> **Task inputs**
---
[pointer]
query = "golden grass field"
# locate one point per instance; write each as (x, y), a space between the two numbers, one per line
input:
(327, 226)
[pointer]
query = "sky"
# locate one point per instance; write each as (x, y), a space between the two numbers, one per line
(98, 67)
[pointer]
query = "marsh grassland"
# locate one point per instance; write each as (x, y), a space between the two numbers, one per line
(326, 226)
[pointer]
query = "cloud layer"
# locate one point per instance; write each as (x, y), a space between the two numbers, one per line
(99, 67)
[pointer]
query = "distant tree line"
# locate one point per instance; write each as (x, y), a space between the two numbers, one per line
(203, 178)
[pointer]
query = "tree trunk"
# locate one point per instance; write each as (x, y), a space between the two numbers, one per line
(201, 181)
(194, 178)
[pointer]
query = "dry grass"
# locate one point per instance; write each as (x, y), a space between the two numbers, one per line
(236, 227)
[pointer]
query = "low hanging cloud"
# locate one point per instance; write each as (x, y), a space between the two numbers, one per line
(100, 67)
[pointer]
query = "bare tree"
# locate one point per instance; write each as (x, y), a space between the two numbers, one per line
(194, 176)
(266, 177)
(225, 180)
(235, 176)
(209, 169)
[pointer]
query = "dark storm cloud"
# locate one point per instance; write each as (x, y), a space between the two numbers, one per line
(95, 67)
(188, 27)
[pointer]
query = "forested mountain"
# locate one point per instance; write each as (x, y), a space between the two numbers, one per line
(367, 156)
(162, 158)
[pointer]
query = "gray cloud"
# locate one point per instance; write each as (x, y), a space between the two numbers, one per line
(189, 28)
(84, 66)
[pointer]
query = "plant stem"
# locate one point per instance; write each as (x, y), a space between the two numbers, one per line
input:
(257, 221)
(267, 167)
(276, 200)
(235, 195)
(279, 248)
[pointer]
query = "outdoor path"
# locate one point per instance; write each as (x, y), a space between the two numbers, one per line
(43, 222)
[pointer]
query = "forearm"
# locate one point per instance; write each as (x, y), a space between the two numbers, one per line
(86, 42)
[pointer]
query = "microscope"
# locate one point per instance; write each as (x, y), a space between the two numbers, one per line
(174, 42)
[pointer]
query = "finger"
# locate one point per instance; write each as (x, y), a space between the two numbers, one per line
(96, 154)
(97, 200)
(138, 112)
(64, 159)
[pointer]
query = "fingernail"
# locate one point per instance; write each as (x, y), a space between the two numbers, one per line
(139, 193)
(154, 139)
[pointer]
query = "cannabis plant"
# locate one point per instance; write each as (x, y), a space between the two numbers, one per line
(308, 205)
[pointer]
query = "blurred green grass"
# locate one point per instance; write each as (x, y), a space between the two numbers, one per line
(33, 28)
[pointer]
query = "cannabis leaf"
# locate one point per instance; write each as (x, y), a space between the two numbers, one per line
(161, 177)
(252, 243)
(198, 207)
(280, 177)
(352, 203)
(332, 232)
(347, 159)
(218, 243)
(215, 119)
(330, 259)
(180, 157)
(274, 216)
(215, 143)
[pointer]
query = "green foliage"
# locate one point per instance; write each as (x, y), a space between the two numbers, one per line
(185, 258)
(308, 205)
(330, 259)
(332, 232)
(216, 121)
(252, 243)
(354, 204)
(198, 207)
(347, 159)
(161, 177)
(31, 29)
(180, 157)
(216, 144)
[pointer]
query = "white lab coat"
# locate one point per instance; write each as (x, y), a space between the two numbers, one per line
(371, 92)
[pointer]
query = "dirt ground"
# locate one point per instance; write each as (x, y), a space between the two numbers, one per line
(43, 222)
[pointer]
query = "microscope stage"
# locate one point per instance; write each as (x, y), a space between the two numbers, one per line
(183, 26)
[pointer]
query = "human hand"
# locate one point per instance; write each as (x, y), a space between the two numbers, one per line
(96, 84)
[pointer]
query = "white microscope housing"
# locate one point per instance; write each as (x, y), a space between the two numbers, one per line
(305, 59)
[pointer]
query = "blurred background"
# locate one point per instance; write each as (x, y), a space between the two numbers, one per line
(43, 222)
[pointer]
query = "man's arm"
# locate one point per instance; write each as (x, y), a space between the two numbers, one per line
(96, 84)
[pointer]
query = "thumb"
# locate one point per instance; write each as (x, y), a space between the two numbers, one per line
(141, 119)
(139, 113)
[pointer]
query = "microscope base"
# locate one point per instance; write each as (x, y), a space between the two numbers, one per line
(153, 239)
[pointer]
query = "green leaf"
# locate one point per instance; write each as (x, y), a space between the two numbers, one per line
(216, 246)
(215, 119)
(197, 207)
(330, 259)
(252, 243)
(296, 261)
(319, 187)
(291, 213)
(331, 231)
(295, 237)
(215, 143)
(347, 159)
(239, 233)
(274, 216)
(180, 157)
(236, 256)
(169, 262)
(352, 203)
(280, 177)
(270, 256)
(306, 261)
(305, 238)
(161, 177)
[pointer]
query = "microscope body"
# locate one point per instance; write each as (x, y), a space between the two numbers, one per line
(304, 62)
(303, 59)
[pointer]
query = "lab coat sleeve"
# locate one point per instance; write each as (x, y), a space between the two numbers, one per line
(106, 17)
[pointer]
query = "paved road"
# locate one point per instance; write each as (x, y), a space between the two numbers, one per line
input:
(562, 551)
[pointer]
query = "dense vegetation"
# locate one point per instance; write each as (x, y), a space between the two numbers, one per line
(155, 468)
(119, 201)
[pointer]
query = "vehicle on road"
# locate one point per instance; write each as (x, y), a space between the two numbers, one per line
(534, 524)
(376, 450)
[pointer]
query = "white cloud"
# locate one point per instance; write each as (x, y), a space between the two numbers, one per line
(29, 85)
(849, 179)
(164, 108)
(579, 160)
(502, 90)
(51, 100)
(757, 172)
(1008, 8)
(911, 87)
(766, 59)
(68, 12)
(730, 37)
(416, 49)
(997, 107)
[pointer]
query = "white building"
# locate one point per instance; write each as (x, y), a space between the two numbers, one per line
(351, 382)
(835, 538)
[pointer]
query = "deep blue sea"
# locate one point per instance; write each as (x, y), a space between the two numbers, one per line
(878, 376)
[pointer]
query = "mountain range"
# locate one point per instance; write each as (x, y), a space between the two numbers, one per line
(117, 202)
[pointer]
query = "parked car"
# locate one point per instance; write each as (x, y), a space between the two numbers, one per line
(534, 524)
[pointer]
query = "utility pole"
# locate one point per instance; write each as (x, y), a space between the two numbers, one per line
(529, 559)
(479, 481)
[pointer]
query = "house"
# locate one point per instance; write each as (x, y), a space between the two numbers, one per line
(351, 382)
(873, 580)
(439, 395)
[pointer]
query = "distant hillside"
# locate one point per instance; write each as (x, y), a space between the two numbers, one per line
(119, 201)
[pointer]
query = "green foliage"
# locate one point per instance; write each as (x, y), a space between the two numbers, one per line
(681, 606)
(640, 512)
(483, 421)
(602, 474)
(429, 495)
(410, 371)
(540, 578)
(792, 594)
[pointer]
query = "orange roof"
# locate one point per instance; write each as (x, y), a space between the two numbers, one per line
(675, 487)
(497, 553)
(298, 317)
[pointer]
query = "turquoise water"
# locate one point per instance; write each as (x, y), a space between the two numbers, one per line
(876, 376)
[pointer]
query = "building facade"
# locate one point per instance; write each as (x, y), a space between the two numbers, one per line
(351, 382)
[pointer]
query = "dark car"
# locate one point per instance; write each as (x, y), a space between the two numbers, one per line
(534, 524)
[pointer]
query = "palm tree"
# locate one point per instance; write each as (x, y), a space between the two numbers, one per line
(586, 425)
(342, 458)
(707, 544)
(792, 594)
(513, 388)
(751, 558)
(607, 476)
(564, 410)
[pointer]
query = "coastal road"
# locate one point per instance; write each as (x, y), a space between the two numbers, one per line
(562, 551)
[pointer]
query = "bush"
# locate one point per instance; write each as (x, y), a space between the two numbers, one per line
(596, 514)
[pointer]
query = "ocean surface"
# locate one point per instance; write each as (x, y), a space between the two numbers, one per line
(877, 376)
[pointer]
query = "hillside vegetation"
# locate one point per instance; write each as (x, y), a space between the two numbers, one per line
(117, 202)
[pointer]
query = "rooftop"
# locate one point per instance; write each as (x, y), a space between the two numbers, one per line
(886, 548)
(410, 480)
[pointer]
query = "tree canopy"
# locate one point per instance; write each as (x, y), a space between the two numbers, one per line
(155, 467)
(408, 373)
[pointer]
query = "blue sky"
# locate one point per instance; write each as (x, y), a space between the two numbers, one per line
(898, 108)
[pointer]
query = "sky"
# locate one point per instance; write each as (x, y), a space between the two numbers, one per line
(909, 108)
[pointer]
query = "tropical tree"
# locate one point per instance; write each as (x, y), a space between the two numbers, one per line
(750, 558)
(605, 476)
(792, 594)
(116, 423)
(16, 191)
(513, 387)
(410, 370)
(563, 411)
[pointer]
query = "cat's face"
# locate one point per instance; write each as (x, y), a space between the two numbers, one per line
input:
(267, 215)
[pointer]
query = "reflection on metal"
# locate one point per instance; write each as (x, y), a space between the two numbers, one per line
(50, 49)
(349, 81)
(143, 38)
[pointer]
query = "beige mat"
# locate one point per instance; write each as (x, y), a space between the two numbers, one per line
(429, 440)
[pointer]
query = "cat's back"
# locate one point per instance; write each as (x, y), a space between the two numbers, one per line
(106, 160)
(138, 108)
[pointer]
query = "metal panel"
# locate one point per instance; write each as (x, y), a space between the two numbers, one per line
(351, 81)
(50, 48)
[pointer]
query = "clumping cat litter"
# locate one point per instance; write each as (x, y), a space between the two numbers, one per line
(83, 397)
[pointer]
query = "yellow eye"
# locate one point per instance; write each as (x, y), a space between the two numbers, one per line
---
> **Exercise aim**
Would you give the number of lines in this listing that include "leaf"? Only the number, please.

> **Answer to this exercise**
2